** START OF Supplied records **

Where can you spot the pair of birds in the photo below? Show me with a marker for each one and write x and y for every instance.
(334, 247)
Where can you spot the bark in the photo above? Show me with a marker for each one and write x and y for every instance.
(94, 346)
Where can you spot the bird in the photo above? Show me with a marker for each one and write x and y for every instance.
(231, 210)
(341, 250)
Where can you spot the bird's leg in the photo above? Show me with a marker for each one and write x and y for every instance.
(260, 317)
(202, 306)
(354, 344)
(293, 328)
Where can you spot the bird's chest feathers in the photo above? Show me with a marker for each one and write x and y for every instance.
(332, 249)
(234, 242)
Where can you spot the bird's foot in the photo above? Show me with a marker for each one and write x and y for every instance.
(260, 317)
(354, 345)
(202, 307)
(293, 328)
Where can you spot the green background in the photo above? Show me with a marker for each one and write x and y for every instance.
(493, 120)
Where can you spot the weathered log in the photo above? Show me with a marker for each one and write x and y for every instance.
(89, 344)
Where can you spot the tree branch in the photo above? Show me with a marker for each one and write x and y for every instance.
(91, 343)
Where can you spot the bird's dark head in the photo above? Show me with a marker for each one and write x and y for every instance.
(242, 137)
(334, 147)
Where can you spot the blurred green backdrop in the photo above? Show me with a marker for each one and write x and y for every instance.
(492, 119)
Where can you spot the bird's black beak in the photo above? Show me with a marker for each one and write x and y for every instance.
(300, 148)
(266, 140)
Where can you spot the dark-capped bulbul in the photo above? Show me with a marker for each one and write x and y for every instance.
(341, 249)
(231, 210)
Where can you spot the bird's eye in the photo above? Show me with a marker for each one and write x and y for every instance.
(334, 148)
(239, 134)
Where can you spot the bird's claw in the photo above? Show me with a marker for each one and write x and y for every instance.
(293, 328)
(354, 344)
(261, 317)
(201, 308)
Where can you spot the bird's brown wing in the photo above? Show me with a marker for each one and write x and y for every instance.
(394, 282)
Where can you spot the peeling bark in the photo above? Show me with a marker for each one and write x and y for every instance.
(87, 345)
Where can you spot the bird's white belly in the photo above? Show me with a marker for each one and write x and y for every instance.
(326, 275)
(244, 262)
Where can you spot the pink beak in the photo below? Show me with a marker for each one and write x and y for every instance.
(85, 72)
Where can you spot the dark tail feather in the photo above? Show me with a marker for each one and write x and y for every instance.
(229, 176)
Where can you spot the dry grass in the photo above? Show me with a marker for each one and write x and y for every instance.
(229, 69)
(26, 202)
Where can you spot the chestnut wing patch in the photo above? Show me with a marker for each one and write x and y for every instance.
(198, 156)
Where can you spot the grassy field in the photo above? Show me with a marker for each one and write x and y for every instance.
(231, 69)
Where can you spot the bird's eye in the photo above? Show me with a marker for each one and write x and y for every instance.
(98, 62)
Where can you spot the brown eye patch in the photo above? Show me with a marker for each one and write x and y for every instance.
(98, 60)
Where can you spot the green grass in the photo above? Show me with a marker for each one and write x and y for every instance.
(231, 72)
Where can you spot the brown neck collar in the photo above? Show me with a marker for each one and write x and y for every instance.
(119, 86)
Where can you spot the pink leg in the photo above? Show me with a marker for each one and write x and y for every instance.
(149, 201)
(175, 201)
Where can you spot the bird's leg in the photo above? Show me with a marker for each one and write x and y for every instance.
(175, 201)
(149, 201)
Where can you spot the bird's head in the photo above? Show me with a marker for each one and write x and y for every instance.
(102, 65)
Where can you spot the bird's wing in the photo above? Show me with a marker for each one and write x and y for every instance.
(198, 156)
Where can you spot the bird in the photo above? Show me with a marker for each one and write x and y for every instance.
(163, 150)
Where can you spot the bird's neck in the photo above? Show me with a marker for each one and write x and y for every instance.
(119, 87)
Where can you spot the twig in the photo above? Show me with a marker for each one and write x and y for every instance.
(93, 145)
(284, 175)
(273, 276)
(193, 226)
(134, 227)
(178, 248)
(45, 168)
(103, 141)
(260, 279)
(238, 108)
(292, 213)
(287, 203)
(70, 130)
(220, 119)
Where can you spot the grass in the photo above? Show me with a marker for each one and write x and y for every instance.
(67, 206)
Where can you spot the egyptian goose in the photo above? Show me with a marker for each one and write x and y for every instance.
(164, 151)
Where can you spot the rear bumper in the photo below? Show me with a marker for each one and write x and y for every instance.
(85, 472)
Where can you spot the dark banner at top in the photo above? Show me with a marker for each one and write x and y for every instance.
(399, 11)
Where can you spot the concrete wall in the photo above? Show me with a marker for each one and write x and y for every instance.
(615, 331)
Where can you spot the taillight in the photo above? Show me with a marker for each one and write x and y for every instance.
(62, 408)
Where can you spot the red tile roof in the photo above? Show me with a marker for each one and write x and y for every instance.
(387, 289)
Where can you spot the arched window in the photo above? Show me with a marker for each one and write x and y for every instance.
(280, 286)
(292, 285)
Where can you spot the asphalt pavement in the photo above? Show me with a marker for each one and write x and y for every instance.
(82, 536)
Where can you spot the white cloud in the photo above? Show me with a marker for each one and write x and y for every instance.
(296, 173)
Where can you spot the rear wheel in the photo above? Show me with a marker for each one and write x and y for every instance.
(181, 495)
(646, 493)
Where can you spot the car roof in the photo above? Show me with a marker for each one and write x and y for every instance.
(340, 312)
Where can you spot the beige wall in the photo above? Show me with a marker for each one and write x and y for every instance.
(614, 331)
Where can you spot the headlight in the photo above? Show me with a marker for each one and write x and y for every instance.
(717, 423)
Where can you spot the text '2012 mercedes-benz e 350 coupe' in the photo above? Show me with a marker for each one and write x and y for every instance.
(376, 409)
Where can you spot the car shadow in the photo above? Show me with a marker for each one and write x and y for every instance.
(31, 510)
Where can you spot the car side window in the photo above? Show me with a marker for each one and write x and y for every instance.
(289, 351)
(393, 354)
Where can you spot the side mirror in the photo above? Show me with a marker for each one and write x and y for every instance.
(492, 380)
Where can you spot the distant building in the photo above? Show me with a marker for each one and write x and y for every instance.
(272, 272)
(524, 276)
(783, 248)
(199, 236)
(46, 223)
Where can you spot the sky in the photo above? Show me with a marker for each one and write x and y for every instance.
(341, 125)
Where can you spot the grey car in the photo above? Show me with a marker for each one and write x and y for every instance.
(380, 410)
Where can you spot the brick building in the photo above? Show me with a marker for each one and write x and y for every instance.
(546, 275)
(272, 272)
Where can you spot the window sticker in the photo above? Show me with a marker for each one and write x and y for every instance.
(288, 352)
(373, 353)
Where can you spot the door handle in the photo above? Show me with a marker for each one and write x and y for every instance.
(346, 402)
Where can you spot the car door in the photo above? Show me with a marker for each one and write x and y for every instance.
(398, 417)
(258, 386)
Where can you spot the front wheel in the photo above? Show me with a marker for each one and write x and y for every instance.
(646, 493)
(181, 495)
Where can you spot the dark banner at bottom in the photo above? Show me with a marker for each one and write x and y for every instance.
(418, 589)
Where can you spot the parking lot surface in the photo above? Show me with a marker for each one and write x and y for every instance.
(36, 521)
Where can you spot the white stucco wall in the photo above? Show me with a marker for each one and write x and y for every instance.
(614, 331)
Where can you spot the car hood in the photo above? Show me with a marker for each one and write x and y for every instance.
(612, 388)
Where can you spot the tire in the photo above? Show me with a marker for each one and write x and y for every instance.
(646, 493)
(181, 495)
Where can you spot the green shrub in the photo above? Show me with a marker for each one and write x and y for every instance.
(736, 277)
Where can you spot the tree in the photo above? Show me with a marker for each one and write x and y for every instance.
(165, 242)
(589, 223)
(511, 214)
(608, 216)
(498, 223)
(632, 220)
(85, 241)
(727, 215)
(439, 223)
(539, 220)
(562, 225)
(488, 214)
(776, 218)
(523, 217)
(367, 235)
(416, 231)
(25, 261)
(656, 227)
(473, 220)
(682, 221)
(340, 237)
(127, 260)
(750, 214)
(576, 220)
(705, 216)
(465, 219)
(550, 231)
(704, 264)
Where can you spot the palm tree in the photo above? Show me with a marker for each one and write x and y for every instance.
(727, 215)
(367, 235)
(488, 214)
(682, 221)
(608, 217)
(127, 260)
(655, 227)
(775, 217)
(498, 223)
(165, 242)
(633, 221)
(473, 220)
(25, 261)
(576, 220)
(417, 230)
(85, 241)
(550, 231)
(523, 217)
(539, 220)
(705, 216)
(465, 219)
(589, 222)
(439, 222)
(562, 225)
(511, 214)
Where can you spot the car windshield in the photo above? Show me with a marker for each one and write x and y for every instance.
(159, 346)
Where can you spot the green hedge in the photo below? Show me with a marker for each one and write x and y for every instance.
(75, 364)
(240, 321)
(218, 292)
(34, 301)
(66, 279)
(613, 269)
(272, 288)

** END OF Supplied records **

- **Goal**: Repeat precisely the lines of the data starting at the one containing "Where can you spot the car windshield", last line included.

- **Final result**:
Where can you spot the car windshield in the photo above? Show me with a marker for each one and write x and y for every instance.
(159, 346)
Where can you spot the green hedge in the photo below? Show me with a marker for each one and write x and y for every instance.
(75, 364)
(240, 321)
(218, 292)
(34, 301)
(66, 279)
(613, 269)
(272, 288)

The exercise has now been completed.